- **PROBLEMS**
1. In the Charles Gaylord passage, reproduce the text from "Charles Henry Gaylord" up to and including "the Discovery Channel.", substituting "martial arts instructor" for "martial artist".
2. Condense the paragraph of the Charles Gaylord passage that begins "In 1967 Charles Gaylord" into a short bulleted list that keeps its main facts.
3. Answer these questions from the Charles Gaylord passage:
(a) In what year did Gaylord move from Hawaii to Northern California?
(b) In what month and year was he promoted to the honorary rank of 10th degree black belt?
(c) On which television channel was he featured in Fight Quest?

Charles Henry Gaylord (September 24, 1936 – August 4, 2009) was an American martial artist. He began learning martial arts in 1954. After receiving his black belt, Gaylord became the second generation of the Emperado Method of Kajukenbo. In 1963, he moved from Hawaii to Northern California where he began teaching his own style of Kajukenbo, which became known as the "Gaylord Method". Gaylord was featured in Episode 10 of Fight Quest on the Discovery Channel.

Kajukenbo Association of America

In 1967 Charles Gaylord, along with other accomplished Kajukenbo practitioners Aleju Reyes, Joe Halbuna, Tony Ramos, and Al Dacascos formed the Kajukenbo Association of America (KAA.) The KAA organization lasted until the early 1970s, but it was brought back in 1980 under the leadership of Charles Gaylord who had recently received his 9th degree black belt under founder Adrian Emperado. Fifteen years later in September 1995, the KAA and all of its black belts promoted Charles Gaylord to the honorary rank of 10th degree black belt. Grandmaster Gaylord's traditional Kajukenbo curriculum continues to be taught by his chief instructors who operate Kajukenbo schools in Hawaii and other parts of the United States.

- **PROVIDED DATA**

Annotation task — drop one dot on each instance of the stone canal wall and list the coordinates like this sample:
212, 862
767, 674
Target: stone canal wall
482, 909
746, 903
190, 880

- **THE RESULTS**
1.
Charles Henry Gaylord (September 24, 1936 – August 4, 2009) was an American martial arts instructor. He began learning martial arts in 1954. After receiving his black belt, Gaylord became the second generation of the Emperado Method of Kajukenbo. In 1963, he moved from Hawaii to Northern California where he began teaching his own style of Kajukenbo, which became known as the "Gaylord Method". Gaylord was featured in Episode 10 of Fight Quest on the Discovery Channel.

2.
- 1967: Charles Gaylord, Aleju Reyes, Joe Halbuna, Tony Ramos, and Al Dacascos formed the Kajukenbo Association of America (KAA).
- The KAA lasted until the early 1970s.
- 1980: The KAA was revived under Gaylord, who had recently received his 9th degree black belt under founder Adrian Emperado.
- September 1995: The KAA and all of its black belts promoted Gaylord to the honorary rank of 10th degree black belt.
- His chief instructors still teach his traditional Kajukenbo curriculum at schools in Hawaii and other parts of the United States.

3.
(a) 1963
(b) September 1995
(c) The Discovery Channel